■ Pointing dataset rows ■
** begin **

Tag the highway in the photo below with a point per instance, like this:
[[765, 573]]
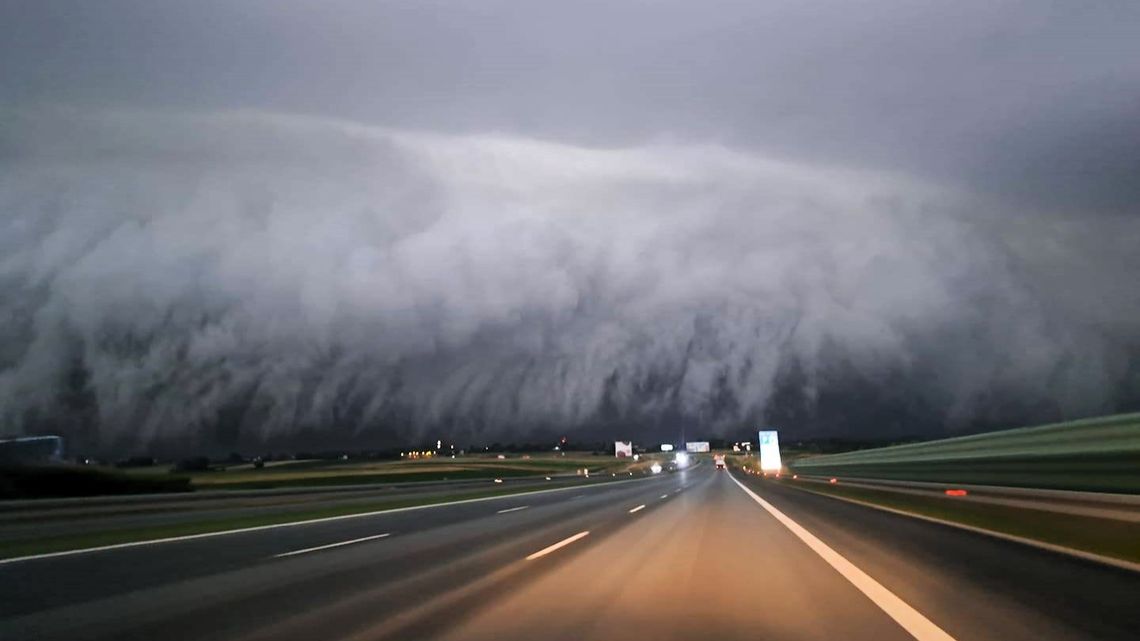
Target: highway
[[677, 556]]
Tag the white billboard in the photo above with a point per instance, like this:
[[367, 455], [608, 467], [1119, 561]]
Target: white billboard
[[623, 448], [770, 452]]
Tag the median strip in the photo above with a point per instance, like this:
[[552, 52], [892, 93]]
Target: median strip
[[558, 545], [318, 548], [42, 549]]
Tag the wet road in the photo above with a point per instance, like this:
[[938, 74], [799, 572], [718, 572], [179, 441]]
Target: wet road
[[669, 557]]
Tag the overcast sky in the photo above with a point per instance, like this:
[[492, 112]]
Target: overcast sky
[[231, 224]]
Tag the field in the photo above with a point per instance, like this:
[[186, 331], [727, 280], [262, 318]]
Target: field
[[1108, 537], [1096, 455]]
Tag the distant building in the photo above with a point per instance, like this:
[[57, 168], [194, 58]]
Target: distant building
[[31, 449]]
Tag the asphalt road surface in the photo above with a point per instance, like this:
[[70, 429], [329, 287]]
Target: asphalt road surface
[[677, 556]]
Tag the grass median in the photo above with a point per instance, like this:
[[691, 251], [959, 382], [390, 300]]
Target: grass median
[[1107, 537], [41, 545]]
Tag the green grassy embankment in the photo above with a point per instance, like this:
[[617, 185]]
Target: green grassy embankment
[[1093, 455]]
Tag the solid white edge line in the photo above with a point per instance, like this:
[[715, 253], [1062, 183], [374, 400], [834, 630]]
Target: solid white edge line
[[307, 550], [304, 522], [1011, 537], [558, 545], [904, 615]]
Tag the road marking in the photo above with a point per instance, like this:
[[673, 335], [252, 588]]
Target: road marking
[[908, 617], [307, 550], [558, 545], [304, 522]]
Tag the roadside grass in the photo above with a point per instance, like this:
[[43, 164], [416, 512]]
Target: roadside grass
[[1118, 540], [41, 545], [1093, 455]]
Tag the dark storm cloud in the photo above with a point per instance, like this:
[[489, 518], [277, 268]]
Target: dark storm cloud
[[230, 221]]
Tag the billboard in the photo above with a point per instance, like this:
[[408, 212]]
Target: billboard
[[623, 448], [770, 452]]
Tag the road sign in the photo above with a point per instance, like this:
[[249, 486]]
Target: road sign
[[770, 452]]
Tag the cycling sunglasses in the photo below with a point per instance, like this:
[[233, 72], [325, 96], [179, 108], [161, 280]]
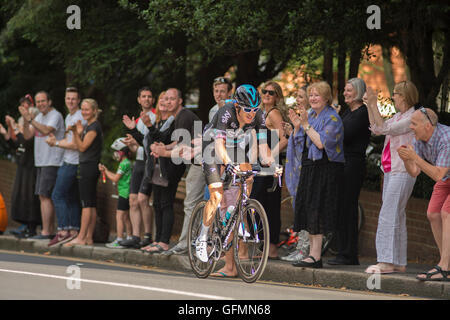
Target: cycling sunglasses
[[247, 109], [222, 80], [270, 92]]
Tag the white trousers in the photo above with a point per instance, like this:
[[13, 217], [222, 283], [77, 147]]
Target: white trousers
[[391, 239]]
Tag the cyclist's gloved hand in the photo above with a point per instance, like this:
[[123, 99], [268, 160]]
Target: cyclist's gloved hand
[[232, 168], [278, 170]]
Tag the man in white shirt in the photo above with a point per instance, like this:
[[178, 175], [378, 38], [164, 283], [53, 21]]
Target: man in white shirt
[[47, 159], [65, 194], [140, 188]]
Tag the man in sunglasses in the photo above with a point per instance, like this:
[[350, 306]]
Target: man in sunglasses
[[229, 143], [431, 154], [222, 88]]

** end **
** begin **

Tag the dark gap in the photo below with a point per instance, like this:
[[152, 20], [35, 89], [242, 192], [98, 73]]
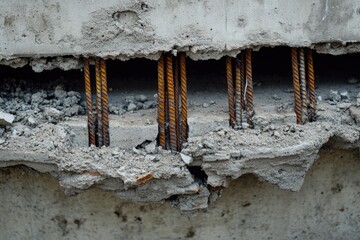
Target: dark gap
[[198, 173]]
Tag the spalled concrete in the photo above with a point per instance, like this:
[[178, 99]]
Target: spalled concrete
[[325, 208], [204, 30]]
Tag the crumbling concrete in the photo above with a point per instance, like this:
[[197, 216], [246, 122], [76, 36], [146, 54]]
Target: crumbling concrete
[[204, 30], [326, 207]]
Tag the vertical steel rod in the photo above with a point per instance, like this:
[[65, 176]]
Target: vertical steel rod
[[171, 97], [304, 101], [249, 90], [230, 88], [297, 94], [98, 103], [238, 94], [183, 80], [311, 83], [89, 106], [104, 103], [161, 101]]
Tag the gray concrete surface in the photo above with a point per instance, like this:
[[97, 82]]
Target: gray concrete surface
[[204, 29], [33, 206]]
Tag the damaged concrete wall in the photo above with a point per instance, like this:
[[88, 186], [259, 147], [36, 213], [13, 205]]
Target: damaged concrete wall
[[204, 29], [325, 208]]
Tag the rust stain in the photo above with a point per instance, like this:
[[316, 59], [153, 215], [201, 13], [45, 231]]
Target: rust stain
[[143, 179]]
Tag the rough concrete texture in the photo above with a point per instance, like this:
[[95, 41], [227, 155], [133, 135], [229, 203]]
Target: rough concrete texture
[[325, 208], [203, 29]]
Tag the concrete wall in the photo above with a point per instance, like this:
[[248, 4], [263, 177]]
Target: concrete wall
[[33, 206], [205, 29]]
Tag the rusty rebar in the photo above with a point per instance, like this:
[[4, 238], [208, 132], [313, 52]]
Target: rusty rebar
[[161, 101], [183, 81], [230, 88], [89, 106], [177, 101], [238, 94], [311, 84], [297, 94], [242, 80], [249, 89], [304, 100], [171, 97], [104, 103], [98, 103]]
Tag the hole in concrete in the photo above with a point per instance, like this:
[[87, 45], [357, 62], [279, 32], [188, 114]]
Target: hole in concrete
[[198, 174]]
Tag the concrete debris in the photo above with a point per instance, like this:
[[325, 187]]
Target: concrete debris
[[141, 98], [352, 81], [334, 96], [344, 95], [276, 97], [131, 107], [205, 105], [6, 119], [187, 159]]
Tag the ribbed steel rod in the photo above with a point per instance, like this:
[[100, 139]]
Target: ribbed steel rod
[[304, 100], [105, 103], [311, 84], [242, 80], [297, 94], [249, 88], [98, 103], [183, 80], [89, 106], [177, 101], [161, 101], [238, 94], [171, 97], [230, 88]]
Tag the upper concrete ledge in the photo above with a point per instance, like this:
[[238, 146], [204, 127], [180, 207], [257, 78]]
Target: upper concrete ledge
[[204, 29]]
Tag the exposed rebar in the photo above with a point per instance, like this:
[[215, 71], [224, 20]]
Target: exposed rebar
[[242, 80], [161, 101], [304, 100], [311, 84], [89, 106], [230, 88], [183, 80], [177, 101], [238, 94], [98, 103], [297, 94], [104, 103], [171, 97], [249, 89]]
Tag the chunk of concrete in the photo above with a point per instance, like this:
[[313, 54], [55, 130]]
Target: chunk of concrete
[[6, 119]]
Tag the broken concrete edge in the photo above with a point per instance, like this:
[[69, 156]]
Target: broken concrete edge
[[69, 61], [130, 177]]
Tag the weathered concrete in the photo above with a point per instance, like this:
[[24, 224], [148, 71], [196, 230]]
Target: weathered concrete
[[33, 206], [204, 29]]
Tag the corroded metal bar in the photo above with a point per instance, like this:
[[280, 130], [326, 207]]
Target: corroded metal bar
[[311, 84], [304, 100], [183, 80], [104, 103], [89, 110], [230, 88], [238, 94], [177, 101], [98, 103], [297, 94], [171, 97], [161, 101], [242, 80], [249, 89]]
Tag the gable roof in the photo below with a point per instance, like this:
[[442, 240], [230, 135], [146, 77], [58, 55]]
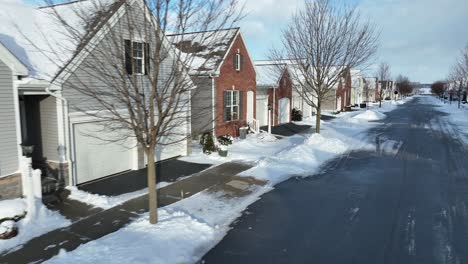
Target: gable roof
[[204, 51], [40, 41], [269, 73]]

** end **

■ Work to complete ■
Reproduce everything from the line containing "Tag the concrete debris" down to the line containing "[[204, 51], [40, 41], [269, 73]]", both included, with the requests kept and the pictures left out. Scale each answer coordinate by 2.1, rounding to whole numbers with halves going up, and leave the numbers in the requests and their format samples unchanged.

■ Written answer ■
Tag the concrete debris in the photo above with a point per instance, like this:
[[325, 187]]
Target: concrete debris
[[296, 206], [739, 170], [701, 202], [722, 200], [580, 204], [275, 225], [431, 221], [13, 250], [393, 334]]
Tag the ribbed steel rod in the photo above with a point per instance, like this:
[[100, 139]]
Target: ribbed steel rod
[[638, 210], [221, 216], [653, 176], [508, 168], [624, 197], [523, 185], [206, 216], [384, 168], [187, 223], [372, 212], [338, 212], [500, 197], [359, 204], [483, 185]]
Tag the upper concrete ledge in the photo above with a point per instance, like this:
[[238, 146], [204, 127], [180, 207], [257, 78]]
Target: upper concrete ledge
[[428, 61]]
Tag the exposed rebar in the photo above with a point per instance, like this:
[[215, 71], [224, 20]]
Target: exposed rebar
[[508, 168], [338, 212], [638, 210], [653, 176], [187, 223], [483, 185], [384, 168], [372, 212], [500, 197], [206, 216], [624, 197], [218, 216], [359, 204], [523, 187]]
Tag the chunk of concrete in the photo above with a point per instance, like this:
[[313, 54], [55, 130]]
Target: chunk of concrete
[[13, 250]]
Tag the broken concrete edge in the photo above with a point per instance, like this:
[[69, 156]]
Target: broken concrete edge
[[145, 128], [273, 372]]
Tag the weathered concrete in the photo above with a point per instance, like this:
[[24, 224], [148, 71], [196, 230]]
Target: weathered concrete
[[69, 433], [428, 61]]
Tag the corroded metal bar in the photo above with a point per instance, like this:
[[280, 130], [326, 207]]
Target: corroded metal bar
[[653, 176], [638, 210], [384, 168], [218, 216], [187, 231], [483, 185], [500, 197], [372, 212], [206, 216], [624, 197], [359, 204], [338, 212], [508, 168], [523, 187]]
Tag the gable roof in the photo below with a point per instance, like this:
[[442, 240], [230, 135], [146, 77], [58, 55]]
Target: gable roof
[[428, 107], [84, 86], [565, 153]]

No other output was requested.